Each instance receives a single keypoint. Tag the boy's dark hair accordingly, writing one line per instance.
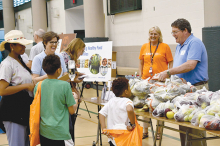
(182, 24)
(119, 86)
(51, 63)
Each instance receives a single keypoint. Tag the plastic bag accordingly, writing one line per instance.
(128, 138)
(214, 109)
(203, 100)
(138, 102)
(196, 118)
(183, 111)
(152, 102)
(210, 122)
(159, 111)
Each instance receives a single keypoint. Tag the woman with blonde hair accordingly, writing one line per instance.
(16, 89)
(155, 57)
(73, 51)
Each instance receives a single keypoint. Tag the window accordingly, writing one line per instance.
(119, 6)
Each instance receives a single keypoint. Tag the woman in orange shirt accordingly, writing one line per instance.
(155, 57)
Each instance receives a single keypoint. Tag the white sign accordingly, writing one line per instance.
(96, 61)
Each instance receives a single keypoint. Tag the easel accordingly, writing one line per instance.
(74, 116)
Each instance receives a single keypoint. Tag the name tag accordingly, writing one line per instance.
(182, 52)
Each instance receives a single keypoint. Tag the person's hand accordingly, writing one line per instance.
(107, 134)
(130, 128)
(76, 79)
(162, 76)
(30, 86)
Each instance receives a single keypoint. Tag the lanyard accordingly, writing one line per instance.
(152, 57)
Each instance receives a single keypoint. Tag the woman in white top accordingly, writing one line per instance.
(50, 41)
(16, 89)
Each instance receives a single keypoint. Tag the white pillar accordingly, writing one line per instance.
(94, 18)
(8, 15)
(39, 14)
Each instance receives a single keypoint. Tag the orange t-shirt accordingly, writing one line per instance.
(161, 58)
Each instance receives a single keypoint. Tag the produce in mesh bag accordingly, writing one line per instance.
(193, 113)
(191, 96)
(138, 102)
(145, 108)
(176, 80)
(203, 100)
(152, 102)
(183, 111)
(159, 111)
(141, 89)
(196, 118)
(165, 94)
(214, 109)
(210, 122)
(132, 82)
(202, 90)
(215, 98)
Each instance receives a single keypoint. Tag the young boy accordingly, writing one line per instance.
(119, 110)
(57, 102)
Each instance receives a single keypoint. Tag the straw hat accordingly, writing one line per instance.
(14, 36)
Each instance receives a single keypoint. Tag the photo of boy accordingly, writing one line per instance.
(57, 102)
(119, 104)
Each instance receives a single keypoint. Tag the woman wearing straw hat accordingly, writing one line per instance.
(50, 41)
(16, 89)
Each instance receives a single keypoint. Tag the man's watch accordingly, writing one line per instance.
(168, 72)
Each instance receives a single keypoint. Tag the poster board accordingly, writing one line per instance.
(64, 40)
(96, 61)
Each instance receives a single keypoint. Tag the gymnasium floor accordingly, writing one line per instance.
(86, 128)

▬▬▬▬▬▬

[Do this]
Take the line that contains "Each instance receives a single keypoint. Tag the person's" and each line after it down to the last of the records, and retype them exactly; add nothing else.

[Task answer]
Each instance receives a single keypoint. Tag the person's hand accordingly, writing one line per instance.
(107, 134)
(130, 128)
(76, 79)
(162, 76)
(30, 86)
Each instance receives a single keypoint. Tag the lanyard accordingly, writing one line per instance.
(152, 57)
Each instance receives a single keypoint. Tag the woman in white top accordingly, writing one line per instance.
(50, 41)
(16, 89)
Each instance receives a single keypoint. Tag the white pillar accordingly, writing one line per instance.
(94, 18)
(8, 15)
(39, 14)
Each instance receives a single keypoint. Tag the orange t-shirt accordingly, writing one line per instance.
(161, 58)
Each instance receives a single keypoint. Tag the produce in mesh bag accordingly, writing one line per instance.
(193, 113)
(191, 96)
(138, 102)
(145, 108)
(176, 80)
(203, 100)
(152, 102)
(183, 111)
(159, 111)
(141, 89)
(196, 118)
(165, 94)
(214, 109)
(210, 122)
(132, 82)
(202, 90)
(215, 98)
Each instance receives a single keypoint. Tag the young boy accordingly, writing one line per instance.
(119, 110)
(57, 102)
Each instance receives a single keypoint. Tag the straw hat accordingly, writing one line per instance.
(14, 36)
Each instance receives a single keypoint. Tag the photo of boy accordingly, writing one line per instance.
(57, 102)
(119, 104)
Each instance receives a single keypoint. Tag the woman wearing straw hat accordingly, writing one line per instance.
(50, 41)
(16, 89)
Each instance receives a single keypoint. Tag the man's watch accordingly, writing one line per instance.
(168, 72)
Each instance receives a single keypoint. Tag the poster board accordingly, writing one line per instance.
(64, 40)
(96, 61)
Each instance receives a single keypoint. Tag the gymnasium floor accordingly, writing one line per instance.
(86, 128)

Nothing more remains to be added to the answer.